**DESCRIPTION OF THE TASK:**
Copy the lines below word for word, leaving nothing out and changing nothing.

Point placement records
=======

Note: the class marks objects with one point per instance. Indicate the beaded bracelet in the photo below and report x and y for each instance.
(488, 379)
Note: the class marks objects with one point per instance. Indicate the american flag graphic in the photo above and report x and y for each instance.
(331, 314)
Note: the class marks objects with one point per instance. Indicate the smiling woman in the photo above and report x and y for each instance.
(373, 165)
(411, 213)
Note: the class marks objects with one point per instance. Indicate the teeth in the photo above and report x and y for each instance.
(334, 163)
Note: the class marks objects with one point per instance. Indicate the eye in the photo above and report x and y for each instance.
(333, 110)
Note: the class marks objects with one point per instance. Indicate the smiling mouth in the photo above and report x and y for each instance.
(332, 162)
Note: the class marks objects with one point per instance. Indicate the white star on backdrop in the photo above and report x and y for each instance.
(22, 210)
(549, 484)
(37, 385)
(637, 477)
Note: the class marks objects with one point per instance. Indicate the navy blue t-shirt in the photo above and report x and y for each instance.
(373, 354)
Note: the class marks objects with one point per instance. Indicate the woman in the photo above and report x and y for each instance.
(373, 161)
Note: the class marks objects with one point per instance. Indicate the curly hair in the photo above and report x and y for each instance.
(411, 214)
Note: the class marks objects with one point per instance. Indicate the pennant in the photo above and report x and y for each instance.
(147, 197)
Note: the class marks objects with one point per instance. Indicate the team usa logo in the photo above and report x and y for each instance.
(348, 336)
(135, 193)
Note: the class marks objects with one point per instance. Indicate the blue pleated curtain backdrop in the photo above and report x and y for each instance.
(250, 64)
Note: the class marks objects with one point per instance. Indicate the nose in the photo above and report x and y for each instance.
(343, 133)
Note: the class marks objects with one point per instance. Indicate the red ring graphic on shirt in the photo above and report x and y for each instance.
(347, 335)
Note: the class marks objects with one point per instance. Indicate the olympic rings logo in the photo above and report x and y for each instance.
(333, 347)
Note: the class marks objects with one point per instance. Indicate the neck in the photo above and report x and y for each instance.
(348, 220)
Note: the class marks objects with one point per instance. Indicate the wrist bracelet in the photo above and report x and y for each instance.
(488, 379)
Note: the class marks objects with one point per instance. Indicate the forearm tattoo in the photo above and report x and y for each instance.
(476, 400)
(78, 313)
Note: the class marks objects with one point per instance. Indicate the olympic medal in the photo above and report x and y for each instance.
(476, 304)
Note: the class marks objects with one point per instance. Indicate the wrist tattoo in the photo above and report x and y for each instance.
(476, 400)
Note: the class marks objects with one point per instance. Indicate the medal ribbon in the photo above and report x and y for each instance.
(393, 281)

=======

**SOLUTION:**
Note: the class marks objects with one point per instance. Indicate the beaded bracelet in the photo below and report x and y for each instance.
(488, 379)
Note: the class marks objects with one point per instance. Indicate the american flag graphic in the photo above and report x and y for each instance.
(331, 314)
Note: the class marks objects with one point per instance. Indicate the smiling woman in the photo above and report x and y for each instance.
(373, 165)
(411, 213)
Note: the class marks objects with one point per instance. Indicate the teeth in the photo above and report x and y for each instance.
(334, 163)
Note: the class marks objects with one point per instance. Indicate the eye in the photo above and report x and y for each instance.
(333, 110)
Note: the class marks objects with one point per instance. Indicate the smiling mouth in the photo above and report x and y for each instance.
(332, 162)
Note: the class marks objects with one point per instance. Indicate the white star on backdrop in the photo above and report x and y for each instance.
(22, 210)
(549, 484)
(37, 385)
(637, 477)
Note: the class marks objects with one point per instance. Indicate the navy blue t-shirt in the photo above and report x and y for each instance.
(373, 354)
Note: the class marks objects with one point per instance. Indicate the woman in the photo above and report x and y for each instance.
(373, 161)
Note: the class marks objects with one point per instance. Indicate the curly hair in the photo above and report x and y for each instance.
(411, 214)
Note: the class marks objects with one point per instance. Indicate the pennant in the photo above and report x and y for each instance.
(147, 197)
Note: the class marks objects with one point per instance. Indicate the team usa logo in the photo above and report x and y for each instance.
(348, 336)
(135, 193)
Note: the class marks objects with one point per instance. Indicate the blue pleated curtain backdrop in the photo above and report x and y for each instance.
(250, 64)
Note: the class marks objects with one point per instance. Indicate the nose in the photo above and report x and y for each instance.
(343, 133)
Note: the class marks objects with one point per instance. Indicate the red ring graphic on shirt in the photo above and report x and y for each instance.
(347, 335)
Note: the class marks objects with one point per instance. Indicate the olympic rings logo in the photo above and report x and y for each instance.
(333, 347)
Note: the class marks objects with one point per instance. Indicate the neck in the photo above and report x and y for each instance.
(348, 220)
Note: the class marks objects with one point per instance. Indicate the wrist bracelet in the photo above and report x and y for each instance.
(488, 379)
Note: the class marks objects with one point per instance. Indicate the forearm tattoo in the photo above and report x and y for each instance.
(476, 400)
(78, 313)
Note: the class marks objects with one point per instance. Indicate the olympic medal in the photo above and report x and y for each instance.
(476, 304)
Note: the class marks objects with one point per instance. Indicate the wrist tattoo in the photo above and report x and y for each instance.
(476, 400)
Note: the class marks objects with one point per instance. Indicate the medal ribbon in the photo above and report x and y for each instance.
(393, 281)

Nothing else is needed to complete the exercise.